▶ _Given instruction_
Count how many lines in the rows below contain the string "surface". Case matters, and your reply should be only that number.

Entries from a pointing dataset
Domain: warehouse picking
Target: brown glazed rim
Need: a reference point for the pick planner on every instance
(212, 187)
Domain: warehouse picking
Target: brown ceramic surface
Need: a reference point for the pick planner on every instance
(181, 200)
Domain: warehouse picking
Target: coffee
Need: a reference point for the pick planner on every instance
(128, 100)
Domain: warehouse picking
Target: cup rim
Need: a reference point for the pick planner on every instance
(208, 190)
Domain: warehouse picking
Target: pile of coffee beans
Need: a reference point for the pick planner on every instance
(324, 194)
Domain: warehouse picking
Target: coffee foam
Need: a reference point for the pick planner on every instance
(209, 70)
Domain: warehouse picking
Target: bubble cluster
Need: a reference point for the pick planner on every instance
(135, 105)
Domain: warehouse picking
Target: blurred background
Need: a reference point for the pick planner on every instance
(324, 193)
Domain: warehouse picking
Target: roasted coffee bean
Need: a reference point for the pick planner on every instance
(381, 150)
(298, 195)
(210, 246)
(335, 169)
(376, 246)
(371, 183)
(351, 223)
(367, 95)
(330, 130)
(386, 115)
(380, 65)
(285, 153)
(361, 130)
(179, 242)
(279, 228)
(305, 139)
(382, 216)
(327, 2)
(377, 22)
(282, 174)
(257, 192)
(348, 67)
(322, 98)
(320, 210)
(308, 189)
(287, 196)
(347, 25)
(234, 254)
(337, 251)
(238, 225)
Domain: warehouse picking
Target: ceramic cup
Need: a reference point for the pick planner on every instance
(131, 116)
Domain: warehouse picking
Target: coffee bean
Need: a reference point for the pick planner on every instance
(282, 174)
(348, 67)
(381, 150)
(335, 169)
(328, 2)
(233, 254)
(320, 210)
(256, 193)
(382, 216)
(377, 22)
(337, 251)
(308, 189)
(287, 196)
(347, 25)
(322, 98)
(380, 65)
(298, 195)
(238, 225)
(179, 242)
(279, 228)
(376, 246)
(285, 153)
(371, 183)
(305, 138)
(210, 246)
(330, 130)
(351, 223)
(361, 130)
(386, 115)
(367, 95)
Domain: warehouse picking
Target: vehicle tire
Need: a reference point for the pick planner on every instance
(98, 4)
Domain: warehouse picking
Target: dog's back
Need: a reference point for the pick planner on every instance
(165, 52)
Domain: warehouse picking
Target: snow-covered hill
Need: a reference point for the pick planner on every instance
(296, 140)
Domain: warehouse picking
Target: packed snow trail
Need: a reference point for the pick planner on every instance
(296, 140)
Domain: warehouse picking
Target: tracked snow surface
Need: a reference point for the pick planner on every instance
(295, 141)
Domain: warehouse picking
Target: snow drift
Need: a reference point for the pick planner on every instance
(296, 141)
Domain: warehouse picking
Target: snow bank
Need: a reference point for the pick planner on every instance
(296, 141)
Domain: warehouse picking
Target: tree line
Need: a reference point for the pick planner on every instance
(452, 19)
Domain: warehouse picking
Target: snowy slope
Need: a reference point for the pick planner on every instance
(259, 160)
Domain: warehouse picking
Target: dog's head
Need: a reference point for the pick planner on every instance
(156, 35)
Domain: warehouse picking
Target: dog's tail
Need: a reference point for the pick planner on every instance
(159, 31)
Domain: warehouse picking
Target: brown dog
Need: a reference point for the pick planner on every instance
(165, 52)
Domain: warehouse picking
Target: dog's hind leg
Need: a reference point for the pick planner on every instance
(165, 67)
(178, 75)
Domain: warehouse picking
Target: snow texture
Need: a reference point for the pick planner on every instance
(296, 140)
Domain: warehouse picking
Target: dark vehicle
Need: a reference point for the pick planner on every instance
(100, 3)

▶ _Reply_
2